» PROBLEM DESCRIPTION
Please copy each of the items below character for character, with no changes.

═══ PROVIDED MATERIAL ═══

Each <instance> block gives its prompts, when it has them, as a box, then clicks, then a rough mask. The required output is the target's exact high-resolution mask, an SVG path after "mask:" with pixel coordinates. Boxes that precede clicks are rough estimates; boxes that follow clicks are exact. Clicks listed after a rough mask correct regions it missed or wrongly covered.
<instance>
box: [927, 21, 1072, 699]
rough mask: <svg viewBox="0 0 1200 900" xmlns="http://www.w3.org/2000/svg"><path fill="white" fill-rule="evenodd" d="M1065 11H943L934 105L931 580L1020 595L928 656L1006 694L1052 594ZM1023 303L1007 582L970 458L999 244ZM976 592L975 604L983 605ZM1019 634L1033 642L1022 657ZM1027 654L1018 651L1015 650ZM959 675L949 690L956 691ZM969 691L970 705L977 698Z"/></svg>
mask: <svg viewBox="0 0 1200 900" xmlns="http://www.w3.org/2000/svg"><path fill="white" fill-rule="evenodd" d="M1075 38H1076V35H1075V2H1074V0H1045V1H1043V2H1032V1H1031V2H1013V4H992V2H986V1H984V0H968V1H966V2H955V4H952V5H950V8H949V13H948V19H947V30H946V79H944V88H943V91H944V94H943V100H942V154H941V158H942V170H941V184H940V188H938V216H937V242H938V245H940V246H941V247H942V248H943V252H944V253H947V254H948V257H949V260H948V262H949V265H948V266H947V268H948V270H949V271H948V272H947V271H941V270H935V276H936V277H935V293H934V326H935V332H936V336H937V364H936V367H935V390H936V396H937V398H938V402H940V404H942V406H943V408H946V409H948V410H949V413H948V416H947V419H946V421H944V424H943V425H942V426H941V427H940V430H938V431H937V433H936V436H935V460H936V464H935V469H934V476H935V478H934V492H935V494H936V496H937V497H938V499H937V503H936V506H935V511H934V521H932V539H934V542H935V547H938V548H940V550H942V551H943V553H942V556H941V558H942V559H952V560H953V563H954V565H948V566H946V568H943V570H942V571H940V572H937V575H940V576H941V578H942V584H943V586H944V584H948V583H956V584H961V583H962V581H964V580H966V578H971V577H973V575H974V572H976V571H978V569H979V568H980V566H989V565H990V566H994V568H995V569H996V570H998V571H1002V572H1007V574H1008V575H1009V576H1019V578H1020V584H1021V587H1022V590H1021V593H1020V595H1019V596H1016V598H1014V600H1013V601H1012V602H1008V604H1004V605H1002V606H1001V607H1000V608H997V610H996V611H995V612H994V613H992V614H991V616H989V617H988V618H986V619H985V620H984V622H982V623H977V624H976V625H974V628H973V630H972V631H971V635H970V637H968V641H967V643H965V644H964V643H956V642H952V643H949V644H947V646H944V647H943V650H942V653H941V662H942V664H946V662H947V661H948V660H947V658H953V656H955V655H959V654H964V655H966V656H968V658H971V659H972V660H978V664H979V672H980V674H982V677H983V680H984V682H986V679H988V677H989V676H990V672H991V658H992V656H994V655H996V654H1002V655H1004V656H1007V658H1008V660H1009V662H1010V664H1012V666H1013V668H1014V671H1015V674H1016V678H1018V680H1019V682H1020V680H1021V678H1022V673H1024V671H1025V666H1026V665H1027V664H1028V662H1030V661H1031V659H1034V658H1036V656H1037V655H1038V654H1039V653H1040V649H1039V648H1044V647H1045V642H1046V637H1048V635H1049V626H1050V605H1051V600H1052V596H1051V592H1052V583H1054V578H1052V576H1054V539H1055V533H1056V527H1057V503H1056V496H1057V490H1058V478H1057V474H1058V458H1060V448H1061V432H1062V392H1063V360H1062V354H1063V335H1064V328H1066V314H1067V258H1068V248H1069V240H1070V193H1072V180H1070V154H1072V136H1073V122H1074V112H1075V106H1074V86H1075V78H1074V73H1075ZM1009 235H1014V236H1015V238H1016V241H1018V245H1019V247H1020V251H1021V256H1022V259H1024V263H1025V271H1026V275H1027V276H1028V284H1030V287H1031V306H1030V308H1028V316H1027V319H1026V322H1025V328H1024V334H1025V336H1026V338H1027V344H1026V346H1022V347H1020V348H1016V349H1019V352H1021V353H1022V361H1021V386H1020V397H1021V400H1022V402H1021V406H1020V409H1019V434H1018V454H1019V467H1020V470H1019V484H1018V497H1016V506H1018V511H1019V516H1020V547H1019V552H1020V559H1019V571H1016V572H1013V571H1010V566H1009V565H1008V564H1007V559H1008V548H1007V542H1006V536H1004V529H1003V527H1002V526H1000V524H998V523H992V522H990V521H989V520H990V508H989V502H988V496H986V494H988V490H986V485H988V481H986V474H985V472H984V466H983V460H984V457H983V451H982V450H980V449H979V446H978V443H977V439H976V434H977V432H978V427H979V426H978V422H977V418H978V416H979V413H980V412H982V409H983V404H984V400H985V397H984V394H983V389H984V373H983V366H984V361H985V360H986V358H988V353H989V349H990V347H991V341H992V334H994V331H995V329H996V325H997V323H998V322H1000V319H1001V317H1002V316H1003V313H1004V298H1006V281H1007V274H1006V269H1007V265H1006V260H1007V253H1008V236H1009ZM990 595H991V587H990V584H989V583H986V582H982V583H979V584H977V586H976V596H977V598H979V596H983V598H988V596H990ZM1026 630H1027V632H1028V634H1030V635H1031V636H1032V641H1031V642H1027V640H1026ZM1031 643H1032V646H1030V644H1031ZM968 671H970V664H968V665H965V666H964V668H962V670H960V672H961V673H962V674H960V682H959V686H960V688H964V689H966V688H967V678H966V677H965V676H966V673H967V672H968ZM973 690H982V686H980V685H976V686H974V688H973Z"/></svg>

═══

» COMPLETED EXERCISE
Each <instance> block gives its prompts, when it has them, as a box, then clicks, then a rough mask. The required output is the target's exact high-resolution mask, an SVG path after "mask:" with pixel coordinates. Boxes that precede clicks are rough estimates; boxes that follow clicks are exact. Clicks listed after a rough mask correct regions it missed or wrongly covered.
<instance>
box: [927, 21, 1072, 699]
rough mask: <svg viewBox="0 0 1200 900" xmlns="http://www.w3.org/2000/svg"><path fill="white" fill-rule="evenodd" d="M1065 11H943L934 105L931 580L1020 595L928 656L1006 694L1052 594ZM1023 303L1007 582L970 458L999 244ZM976 592L975 604L983 605ZM1019 634L1033 642L1022 657ZM1027 654L1018 651L1015 650ZM959 675L949 690L956 691ZM969 691L970 705L977 698Z"/></svg>
mask: <svg viewBox="0 0 1200 900" xmlns="http://www.w3.org/2000/svg"><path fill="white" fill-rule="evenodd" d="M1075 38H1076V35H1075V2H1074V0H1045V1H1043V2H1032V1H1031V2H1013V4H992V2H986V1H984V0H968V1H966V2H955V4H952V5H950V8H949V13H948V19H947V30H946V79H944V88H943V91H944V94H943V100H942V154H941V158H942V170H941V184H940V188H938V216H937V242H938V245H940V246H941V247H942V248H943V252H944V253H947V254H948V257H949V260H948V262H949V265H948V266H947V268H948V270H949V271H948V272H947V271H941V270H935V276H936V277H935V293H934V326H935V332H936V336H937V364H936V367H935V390H936V396H937V398H938V402H940V404H942V406H943V408H946V409H948V410H949V413H948V416H947V419H946V421H944V424H943V425H942V426H941V427H940V430H938V431H937V433H936V436H935V460H936V464H935V469H934V476H935V478H934V492H935V494H936V496H937V497H938V499H937V503H936V506H935V511H934V521H932V539H934V542H935V547H938V548H940V550H942V551H943V553H942V556H941V558H942V559H952V560H953V563H954V565H948V566H946V568H943V570H942V571H940V572H937V575H940V576H941V578H942V584H943V586H944V584H948V583H956V584H961V583H962V581H964V580H966V578H971V577H973V575H974V572H976V571H978V569H979V568H980V566H989V565H990V566H994V568H995V569H996V570H998V571H1002V572H1007V574H1008V575H1009V576H1019V578H1020V584H1021V587H1022V590H1021V593H1020V595H1019V596H1016V598H1014V600H1013V601H1012V602H1008V604H1004V605H1002V606H1001V607H1000V608H997V610H996V611H995V612H994V613H992V614H991V616H989V617H988V618H986V619H985V620H984V622H982V623H977V624H976V625H974V628H973V630H972V631H971V635H970V637H968V641H967V643H965V644H964V643H956V642H952V643H949V644H947V646H944V647H943V650H942V653H941V662H942V664H946V662H947V661H948V660H947V658H953V656H955V655H959V654H964V655H966V656H968V658H971V659H972V660H978V664H979V672H980V674H982V677H983V680H984V682H986V679H988V677H989V676H990V672H991V658H992V656H994V655H996V654H1002V655H1004V656H1007V658H1008V660H1009V662H1010V664H1012V666H1013V668H1014V671H1015V674H1016V678H1018V680H1019V682H1020V680H1021V678H1022V673H1024V671H1025V666H1026V665H1027V664H1028V662H1030V661H1031V659H1034V658H1036V656H1037V655H1038V654H1039V653H1040V649H1039V648H1044V647H1045V642H1046V637H1048V635H1049V626H1050V605H1051V600H1052V596H1051V592H1052V583H1054V578H1052V576H1054V539H1055V533H1056V527H1057V503H1056V496H1057V490H1058V478H1057V474H1058V458H1060V448H1061V432H1062V392H1063V360H1062V354H1063V335H1064V328H1066V314H1067V258H1068V248H1069V240H1070V193H1072V180H1070V154H1072V136H1073V122H1074V112H1075V106H1074V86H1075V78H1074V73H1075ZM1009 235H1014V236H1015V238H1016V241H1018V245H1019V247H1020V251H1021V256H1022V259H1024V263H1025V271H1026V275H1027V276H1028V284H1030V287H1031V306H1030V308H1028V316H1027V319H1026V322H1025V328H1024V334H1025V336H1026V338H1027V344H1026V346H1022V347H1020V348H1016V349H1019V352H1021V353H1022V361H1021V386H1020V397H1021V400H1022V402H1021V406H1020V409H1019V434H1018V454H1019V467H1020V470H1019V484H1018V497H1016V506H1018V511H1019V516H1020V547H1019V552H1020V559H1019V571H1016V572H1013V571H1010V566H1009V565H1008V564H1007V559H1008V548H1007V542H1006V536H1004V529H1003V527H1002V526H1000V524H998V523H992V522H990V521H989V520H990V508H989V502H988V496H986V494H988V490H986V485H988V481H986V474H985V472H984V466H983V460H984V457H983V451H982V450H980V449H979V446H978V443H977V439H976V434H977V432H978V427H979V426H978V422H977V418H978V416H979V413H980V412H982V409H983V404H984V400H985V397H984V394H983V389H984V373H983V366H984V361H985V360H986V358H988V353H989V349H990V347H991V341H992V334H994V331H995V329H996V325H997V323H998V322H1000V319H1001V317H1002V316H1003V313H1004V298H1006V281H1007V274H1006V269H1007V265H1006V260H1007V253H1008V236H1009ZM990 595H991V587H990V584H989V583H986V582H982V583H979V584H977V586H976V596H977V598H979V596H983V598H988V596H990ZM1026 630H1027V632H1028V634H1030V635H1031V636H1032V641H1031V642H1027V640H1026ZM1031 643H1032V646H1030V644H1031ZM968 671H970V664H968V665H965V666H964V668H962V670H960V672H961V673H962V674H960V682H959V686H960V688H964V689H966V688H967V678H966V677H965V676H966V673H967V672H968ZM973 690H982V686H980V685H976V686H974V688H973Z"/></svg>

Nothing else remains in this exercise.